INFORMATION PROVIDED:
============================================================
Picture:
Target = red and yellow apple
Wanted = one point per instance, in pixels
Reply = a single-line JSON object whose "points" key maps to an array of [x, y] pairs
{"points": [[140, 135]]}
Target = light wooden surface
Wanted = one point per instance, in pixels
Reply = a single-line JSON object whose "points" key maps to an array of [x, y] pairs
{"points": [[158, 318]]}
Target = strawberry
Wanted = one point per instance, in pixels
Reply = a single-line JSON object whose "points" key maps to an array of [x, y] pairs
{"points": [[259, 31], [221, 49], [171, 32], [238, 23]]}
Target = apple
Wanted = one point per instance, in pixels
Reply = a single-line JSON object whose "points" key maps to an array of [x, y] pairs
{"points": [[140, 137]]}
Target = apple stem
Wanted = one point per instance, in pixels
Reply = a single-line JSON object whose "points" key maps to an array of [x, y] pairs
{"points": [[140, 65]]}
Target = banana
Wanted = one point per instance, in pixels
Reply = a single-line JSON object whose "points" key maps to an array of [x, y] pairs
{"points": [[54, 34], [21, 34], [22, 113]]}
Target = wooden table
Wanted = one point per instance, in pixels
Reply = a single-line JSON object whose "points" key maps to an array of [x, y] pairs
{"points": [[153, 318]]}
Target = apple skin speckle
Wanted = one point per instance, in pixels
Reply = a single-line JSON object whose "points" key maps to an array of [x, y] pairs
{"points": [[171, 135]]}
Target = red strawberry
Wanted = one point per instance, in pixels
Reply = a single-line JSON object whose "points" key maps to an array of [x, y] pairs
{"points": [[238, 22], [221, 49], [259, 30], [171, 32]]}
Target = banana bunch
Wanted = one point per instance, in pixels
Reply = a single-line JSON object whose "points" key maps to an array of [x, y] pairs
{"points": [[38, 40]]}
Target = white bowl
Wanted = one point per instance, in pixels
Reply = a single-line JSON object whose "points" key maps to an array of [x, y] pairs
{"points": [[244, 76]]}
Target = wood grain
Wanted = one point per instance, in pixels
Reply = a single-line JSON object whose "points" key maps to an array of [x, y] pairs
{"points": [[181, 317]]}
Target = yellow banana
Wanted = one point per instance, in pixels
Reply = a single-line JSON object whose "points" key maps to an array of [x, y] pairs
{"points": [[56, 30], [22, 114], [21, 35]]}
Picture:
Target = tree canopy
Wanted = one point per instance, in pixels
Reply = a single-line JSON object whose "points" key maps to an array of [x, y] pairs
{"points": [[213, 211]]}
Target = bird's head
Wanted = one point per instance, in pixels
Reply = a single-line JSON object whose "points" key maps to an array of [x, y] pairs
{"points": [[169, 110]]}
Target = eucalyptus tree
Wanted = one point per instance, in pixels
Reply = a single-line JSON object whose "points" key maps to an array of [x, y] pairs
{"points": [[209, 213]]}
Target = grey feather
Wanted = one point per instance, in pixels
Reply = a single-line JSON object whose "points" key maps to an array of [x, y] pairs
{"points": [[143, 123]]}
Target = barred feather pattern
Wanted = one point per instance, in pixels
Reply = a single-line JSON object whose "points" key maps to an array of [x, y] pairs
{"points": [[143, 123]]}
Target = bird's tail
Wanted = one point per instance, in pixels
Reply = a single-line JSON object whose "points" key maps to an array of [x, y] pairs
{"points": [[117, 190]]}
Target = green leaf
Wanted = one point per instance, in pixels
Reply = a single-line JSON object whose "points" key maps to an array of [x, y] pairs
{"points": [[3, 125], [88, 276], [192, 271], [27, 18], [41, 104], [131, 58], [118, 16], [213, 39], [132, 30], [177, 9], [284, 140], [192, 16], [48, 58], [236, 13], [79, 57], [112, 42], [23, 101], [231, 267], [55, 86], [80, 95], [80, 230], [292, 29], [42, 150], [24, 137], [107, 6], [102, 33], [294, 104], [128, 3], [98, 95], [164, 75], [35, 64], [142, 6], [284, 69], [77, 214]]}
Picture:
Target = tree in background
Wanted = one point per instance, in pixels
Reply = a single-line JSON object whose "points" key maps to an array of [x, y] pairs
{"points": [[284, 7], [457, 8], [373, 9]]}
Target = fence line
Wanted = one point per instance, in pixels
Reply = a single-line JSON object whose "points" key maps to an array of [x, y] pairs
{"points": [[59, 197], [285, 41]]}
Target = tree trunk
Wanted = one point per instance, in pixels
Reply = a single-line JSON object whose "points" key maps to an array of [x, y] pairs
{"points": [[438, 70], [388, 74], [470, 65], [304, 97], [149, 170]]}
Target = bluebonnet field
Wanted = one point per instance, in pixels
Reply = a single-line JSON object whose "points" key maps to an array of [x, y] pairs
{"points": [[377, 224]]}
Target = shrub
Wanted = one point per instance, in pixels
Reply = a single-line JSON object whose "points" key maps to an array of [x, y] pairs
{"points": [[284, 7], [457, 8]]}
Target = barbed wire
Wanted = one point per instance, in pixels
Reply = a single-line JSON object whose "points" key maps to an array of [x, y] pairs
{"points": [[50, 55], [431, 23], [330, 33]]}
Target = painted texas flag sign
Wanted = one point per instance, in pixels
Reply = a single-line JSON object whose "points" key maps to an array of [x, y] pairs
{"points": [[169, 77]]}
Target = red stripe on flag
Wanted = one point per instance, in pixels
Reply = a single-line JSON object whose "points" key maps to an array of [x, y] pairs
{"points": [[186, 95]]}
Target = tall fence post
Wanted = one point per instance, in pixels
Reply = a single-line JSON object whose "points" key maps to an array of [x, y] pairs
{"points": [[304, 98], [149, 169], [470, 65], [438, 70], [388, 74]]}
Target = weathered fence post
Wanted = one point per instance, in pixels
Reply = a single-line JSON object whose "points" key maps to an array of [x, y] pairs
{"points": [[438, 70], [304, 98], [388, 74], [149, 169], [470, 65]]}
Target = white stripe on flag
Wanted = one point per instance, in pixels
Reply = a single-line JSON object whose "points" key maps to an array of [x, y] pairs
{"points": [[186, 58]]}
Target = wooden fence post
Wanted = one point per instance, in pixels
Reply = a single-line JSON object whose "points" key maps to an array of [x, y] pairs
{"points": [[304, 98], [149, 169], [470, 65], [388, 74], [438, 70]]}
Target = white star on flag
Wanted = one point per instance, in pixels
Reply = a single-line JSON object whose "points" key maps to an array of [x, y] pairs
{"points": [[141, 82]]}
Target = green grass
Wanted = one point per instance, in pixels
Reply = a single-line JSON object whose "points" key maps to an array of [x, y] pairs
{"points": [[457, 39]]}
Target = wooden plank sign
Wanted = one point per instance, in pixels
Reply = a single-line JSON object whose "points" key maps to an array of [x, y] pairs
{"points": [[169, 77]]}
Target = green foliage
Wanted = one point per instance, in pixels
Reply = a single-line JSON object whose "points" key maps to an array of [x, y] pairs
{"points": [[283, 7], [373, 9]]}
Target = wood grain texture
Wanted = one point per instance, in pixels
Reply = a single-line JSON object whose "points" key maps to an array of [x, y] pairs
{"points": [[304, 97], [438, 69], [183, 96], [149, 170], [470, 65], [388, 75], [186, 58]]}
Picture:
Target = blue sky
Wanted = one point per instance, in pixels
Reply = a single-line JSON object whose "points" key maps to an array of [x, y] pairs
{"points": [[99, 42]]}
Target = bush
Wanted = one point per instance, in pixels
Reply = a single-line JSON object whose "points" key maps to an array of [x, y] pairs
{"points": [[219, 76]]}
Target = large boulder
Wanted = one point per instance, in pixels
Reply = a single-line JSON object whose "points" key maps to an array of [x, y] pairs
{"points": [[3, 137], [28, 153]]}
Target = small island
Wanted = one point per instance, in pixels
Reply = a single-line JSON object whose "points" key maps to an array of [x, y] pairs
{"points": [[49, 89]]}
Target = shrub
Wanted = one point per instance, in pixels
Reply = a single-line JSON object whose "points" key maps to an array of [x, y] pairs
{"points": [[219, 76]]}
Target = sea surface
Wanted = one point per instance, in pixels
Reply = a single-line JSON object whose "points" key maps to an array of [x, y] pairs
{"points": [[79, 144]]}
============================================================
TASK BRIEF:
Look above for the line containing "Target = small island"; copy from it through the last line, exactly, and nothing more.

WRITTEN ANSWER:
Target = small island
Wanted = one point per instance, in pixels
Reply = a single-line JSON object whose "points" key maps to an array of [x, y] pairs
{"points": [[49, 89]]}
Target = shrub
Wanted = one point per instance, in pixels
Reply = a single-line JSON object whose "points" key maps to an array of [x, y] pairs
{"points": [[219, 76]]}
Target = sea surface
Wanted = one point per instance, in pixels
Reply = a single-line JSON object whose "points" key maps to an array of [x, y] pairs
{"points": [[79, 144]]}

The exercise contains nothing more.